[begin Data supplied]

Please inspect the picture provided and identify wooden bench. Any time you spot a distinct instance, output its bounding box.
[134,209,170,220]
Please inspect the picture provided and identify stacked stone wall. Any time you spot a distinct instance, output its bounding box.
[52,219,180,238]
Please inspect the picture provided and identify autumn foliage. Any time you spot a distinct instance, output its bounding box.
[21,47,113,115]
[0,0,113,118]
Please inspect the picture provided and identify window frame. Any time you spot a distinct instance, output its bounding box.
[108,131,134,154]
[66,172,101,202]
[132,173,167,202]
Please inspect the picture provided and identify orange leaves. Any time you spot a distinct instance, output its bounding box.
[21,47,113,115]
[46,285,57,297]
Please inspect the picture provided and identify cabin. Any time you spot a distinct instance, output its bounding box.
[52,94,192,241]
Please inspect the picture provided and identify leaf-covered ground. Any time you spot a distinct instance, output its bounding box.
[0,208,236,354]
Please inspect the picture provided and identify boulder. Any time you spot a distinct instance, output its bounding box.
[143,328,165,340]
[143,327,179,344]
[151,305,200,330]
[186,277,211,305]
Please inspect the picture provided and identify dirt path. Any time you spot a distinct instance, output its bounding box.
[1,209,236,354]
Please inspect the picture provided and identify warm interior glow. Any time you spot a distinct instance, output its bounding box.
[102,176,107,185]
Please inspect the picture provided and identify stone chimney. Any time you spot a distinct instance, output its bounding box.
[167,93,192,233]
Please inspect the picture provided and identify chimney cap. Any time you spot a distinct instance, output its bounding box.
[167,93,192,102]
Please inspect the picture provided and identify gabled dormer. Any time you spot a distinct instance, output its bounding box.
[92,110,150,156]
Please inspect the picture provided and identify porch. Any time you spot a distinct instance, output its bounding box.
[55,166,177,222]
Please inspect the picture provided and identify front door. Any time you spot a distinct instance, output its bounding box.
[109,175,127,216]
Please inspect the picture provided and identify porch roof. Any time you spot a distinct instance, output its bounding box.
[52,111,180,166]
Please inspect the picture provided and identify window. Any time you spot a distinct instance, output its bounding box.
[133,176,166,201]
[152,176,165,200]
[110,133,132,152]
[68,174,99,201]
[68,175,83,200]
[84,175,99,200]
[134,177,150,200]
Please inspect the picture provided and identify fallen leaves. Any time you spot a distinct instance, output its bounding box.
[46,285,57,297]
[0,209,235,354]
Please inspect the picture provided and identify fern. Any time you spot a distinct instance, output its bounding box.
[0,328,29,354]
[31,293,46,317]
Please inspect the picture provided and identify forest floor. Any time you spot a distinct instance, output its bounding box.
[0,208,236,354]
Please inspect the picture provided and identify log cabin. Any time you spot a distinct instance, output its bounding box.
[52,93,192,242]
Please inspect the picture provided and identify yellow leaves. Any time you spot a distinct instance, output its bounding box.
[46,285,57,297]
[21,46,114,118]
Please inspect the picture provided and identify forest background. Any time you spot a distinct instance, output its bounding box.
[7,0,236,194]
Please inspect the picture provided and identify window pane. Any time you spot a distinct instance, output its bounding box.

[end Data supplied]

▶ [What you should do] Update all the records above by replacing "distinct instance" with "separate instance" throughout. Leave every other part unchanged.

▶ [Answer to the task]
Please inspect the picture provided and identify wooden bench. Any time you spot a separate instance, output its bounding box.
[134,209,170,220]
Please inspect the picture provided and identify stacked stone wall. Any time you spot a separate instance, output its bounding box.
[52,219,180,238]
Please inspect the picture provided and identify autumn foliage. Any time you spot a separate instance, output its bounding box.
[21,47,113,115]
[0,0,113,118]
Please inspect the picture provided and identify window frame. Any time you spot a separate instance, output its bounding box.
[108,131,134,154]
[66,172,101,202]
[132,173,167,202]
Please inspect the picture provided and identify orange leaves. Any time you spot a separate instance, output its bounding box.
[21,47,113,115]
[46,285,57,297]
Please inspect the picture provided and identify cabin. Any time you spot a separate instance, output its bounding box.
[52,94,192,241]
Please inspect the picture provided and identify leaf-covered ground. Any time you spot a separate instance, output its bounding box.
[0,208,236,354]
Please inspect the picture provided and identify boulder. Any time you spot a separate instance, output its bounding box.
[143,328,165,340]
[143,327,179,344]
[151,305,200,330]
[186,277,211,305]
Please inspect the picture provided and identify dirt path. Any time you spot a separate instance, output its bounding box.
[1,209,236,354]
Please inspect the picture provided and identify warm interior glow. Any time you spot a separate instance, output its bounding box.
[102,176,107,185]
Please inspect the picture provided and identify stone chimney. Any time you spot a separate instance, output its bounding box.
[167,93,192,233]
Please inspect the picture provided and identify chimney cap. Any time you spot a separate instance, output its bounding box.
[167,93,192,102]
Please inspect the picture provided and identify gabled dormer. Any time you spot a separate instance, output its bounding box.
[92,110,150,156]
Please inspect the picture provided and identify porch. Any time you spot a separate instance, output its bounding box.
[55,166,177,222]
Please inspect the picture provided and identify front door. Any time you spot a separate instance, output its bounding box.
[109,175,127,216]
Please inspect the picture provided and identify porch roof. Any time you spot a separate instance, output its bounding box.
[52,111,180,166]
Please inspect the picture provided and identify window. Any time you spot a separate instance, output its bounding box.
[133,176,166,201]
[152,176,165,200]
[110,133,132,152]
[68,174,99,201]
[68,175,83,200]
[84,175,99,200]
[134,177,150,200]
Please inspect the picture provided and identify fallen leaves. Any time you spot a separate instance, output its bounding box.
[46,285,57,297]
[0,209,235,354]
Please inspect the picture provided and identify fern. Any time you spot a separate instance, output its bounding box.
[0,328,29,354]
[31,293,46,317]
Please inspect the picture provided and identify forest floor. Any time you spot a separate instance, output its bounding box.
[0,208,236,354]
Please inspect the picture provided and identify log cabin. Any time you spot a separate instance, output its bounding box.
[52,93,192,242]
Please inspect the picture provided and identify yellow leaves. Any time you spot a separate instance, output its bounding box.
[46,285,57,297]
[21,46,114,118]
Please inspect the picture provided and identify forest background. Any time you spot a separate instance, output its bounding box.
[7,0,236,194]
Please inspect the picture provided and identify window pane. Any time you spot a separate instance, output its bounding box.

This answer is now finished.